* _Data provided_
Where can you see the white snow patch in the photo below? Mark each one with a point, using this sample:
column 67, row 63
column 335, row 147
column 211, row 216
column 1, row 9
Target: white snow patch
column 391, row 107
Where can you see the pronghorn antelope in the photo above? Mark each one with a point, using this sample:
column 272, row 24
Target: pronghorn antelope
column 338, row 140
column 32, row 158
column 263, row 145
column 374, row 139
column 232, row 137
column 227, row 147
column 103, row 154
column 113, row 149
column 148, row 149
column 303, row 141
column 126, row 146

* _Exercise_
Scan the data above, please, and give the number of lines where the word "sample" occurs, with no further text.

* _Solved exercise_
2